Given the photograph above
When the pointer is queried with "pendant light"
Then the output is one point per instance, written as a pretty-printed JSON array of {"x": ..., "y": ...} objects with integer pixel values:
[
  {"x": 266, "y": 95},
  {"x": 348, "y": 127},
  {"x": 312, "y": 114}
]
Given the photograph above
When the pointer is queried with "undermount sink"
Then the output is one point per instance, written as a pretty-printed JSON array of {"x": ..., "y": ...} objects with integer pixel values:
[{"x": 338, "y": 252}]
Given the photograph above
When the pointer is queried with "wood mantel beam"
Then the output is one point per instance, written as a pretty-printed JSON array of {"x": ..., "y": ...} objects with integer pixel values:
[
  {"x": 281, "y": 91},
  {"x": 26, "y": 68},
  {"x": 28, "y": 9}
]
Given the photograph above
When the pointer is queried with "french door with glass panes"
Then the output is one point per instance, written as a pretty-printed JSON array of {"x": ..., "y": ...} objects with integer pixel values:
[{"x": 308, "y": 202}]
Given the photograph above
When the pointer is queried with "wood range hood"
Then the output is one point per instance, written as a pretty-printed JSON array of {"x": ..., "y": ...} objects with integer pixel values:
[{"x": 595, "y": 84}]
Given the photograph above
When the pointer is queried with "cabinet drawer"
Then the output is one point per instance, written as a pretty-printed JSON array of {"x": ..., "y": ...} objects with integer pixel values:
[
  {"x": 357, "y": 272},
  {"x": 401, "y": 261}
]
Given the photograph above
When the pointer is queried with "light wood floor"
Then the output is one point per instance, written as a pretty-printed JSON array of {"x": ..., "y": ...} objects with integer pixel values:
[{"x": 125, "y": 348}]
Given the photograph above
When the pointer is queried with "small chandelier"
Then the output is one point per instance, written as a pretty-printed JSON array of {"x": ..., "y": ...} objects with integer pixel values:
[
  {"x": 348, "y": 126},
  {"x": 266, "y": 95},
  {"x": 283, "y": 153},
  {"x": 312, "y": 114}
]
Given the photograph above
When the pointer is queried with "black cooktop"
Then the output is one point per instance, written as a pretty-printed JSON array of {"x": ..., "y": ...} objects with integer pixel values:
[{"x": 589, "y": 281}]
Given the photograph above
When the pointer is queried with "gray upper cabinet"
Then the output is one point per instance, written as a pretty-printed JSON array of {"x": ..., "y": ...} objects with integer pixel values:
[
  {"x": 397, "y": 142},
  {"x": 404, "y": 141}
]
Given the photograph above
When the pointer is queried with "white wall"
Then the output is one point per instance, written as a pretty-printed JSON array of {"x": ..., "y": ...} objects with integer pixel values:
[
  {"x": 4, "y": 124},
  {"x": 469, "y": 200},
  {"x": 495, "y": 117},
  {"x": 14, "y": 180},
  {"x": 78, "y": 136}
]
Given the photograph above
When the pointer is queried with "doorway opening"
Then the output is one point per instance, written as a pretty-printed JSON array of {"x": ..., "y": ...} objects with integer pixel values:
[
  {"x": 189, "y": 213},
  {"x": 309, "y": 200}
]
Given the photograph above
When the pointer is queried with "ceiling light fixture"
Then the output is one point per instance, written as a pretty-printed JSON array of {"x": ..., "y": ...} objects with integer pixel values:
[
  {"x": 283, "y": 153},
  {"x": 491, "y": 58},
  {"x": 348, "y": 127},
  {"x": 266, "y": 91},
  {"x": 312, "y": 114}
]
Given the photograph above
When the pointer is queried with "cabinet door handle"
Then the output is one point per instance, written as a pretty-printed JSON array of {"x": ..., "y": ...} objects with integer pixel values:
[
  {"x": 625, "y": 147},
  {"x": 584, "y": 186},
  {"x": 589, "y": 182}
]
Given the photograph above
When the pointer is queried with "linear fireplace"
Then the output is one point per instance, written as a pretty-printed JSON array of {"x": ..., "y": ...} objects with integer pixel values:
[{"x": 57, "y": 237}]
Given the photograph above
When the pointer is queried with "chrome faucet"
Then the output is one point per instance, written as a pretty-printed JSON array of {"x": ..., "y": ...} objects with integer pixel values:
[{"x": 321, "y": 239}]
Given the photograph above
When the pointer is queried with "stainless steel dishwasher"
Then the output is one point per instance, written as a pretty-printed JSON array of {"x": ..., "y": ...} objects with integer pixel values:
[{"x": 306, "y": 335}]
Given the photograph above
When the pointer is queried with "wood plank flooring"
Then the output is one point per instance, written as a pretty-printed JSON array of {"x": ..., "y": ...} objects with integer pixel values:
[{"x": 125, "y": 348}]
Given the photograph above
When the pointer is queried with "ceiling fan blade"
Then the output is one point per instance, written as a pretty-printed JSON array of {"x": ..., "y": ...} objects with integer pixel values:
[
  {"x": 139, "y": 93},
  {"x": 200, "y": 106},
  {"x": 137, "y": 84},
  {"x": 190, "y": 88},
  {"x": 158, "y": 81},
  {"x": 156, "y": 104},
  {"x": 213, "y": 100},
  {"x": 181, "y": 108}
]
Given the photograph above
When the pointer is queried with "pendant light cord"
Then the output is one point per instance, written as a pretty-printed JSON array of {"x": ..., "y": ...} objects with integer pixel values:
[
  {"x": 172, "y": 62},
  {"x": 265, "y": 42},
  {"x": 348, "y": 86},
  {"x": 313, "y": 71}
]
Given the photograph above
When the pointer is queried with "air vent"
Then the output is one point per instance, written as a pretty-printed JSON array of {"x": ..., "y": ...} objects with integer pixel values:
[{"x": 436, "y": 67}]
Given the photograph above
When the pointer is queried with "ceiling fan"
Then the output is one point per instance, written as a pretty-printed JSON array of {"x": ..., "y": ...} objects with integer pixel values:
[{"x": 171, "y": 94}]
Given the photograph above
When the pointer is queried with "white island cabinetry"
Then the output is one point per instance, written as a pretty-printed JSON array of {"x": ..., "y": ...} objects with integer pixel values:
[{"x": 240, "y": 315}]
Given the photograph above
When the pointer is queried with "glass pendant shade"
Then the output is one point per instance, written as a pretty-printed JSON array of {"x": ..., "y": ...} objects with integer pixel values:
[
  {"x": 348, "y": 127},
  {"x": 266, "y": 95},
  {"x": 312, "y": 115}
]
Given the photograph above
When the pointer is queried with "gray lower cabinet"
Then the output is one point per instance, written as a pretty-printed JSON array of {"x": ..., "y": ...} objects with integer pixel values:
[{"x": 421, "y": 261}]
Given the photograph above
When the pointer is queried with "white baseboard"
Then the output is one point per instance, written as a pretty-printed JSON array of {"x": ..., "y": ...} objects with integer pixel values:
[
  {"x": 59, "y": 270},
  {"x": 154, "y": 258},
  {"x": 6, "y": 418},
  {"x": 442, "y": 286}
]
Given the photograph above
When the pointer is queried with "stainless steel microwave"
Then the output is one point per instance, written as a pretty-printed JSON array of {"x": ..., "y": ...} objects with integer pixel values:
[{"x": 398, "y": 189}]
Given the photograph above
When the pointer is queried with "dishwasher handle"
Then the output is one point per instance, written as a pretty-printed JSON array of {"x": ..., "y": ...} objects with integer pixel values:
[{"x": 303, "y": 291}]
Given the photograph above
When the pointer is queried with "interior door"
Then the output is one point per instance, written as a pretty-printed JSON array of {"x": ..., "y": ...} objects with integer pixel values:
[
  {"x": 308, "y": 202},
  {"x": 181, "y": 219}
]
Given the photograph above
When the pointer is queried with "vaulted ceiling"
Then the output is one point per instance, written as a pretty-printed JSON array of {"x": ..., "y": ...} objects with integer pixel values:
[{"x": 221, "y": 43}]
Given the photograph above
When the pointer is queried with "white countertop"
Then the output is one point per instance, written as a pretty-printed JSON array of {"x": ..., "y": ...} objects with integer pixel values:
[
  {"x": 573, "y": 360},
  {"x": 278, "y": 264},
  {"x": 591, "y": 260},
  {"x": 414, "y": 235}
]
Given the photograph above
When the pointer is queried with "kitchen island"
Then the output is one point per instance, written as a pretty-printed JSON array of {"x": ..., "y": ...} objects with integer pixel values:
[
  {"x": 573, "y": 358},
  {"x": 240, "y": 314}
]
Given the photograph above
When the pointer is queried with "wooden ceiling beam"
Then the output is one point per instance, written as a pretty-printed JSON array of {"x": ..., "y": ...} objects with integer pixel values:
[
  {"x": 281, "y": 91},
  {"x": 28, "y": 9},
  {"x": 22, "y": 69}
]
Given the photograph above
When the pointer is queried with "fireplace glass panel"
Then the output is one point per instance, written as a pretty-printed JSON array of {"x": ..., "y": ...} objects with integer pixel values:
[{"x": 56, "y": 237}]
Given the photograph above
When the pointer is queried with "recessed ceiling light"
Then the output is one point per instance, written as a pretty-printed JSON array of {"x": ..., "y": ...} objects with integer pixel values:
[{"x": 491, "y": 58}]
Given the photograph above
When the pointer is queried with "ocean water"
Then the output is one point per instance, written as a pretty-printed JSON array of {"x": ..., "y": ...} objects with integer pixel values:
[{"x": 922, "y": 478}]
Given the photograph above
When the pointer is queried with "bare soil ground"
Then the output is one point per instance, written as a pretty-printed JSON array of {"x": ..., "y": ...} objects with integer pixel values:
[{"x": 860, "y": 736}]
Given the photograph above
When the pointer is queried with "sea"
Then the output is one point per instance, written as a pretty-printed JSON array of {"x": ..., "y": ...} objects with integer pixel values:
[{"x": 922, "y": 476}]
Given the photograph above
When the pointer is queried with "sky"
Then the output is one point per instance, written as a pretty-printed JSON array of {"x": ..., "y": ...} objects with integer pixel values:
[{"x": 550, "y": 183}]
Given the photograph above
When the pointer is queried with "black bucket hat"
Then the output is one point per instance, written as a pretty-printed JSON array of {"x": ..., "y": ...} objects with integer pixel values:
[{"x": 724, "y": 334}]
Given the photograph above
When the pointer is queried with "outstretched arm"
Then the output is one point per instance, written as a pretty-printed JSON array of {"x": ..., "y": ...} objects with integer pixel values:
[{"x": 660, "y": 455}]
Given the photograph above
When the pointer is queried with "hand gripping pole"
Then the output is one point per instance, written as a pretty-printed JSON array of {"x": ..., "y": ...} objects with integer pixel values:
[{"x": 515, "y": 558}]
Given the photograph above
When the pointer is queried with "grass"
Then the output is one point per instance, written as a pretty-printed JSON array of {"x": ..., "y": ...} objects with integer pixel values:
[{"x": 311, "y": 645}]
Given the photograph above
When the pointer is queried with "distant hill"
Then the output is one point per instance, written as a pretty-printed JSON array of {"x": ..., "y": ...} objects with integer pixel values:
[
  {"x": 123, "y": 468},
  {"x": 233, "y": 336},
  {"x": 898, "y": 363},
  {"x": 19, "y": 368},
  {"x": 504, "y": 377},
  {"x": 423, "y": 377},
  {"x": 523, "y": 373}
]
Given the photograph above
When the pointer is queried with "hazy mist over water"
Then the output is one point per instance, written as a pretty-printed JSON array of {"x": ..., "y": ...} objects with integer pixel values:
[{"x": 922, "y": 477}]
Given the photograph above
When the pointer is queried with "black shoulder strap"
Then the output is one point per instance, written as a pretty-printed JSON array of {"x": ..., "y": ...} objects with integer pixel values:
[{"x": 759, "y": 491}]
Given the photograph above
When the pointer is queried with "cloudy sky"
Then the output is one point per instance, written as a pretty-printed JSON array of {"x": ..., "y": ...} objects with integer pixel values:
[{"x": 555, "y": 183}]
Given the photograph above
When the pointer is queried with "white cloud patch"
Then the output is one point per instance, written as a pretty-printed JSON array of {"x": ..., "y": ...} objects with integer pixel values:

★ ★ ★ ★ ★ ★ ★

## The exercise
Pull out each line above that contains the string "beam". Case counts.

## Final answer
When the pointer is queried with "wood mantel beam"
When the pointer is queried with "wooden ceiling beam"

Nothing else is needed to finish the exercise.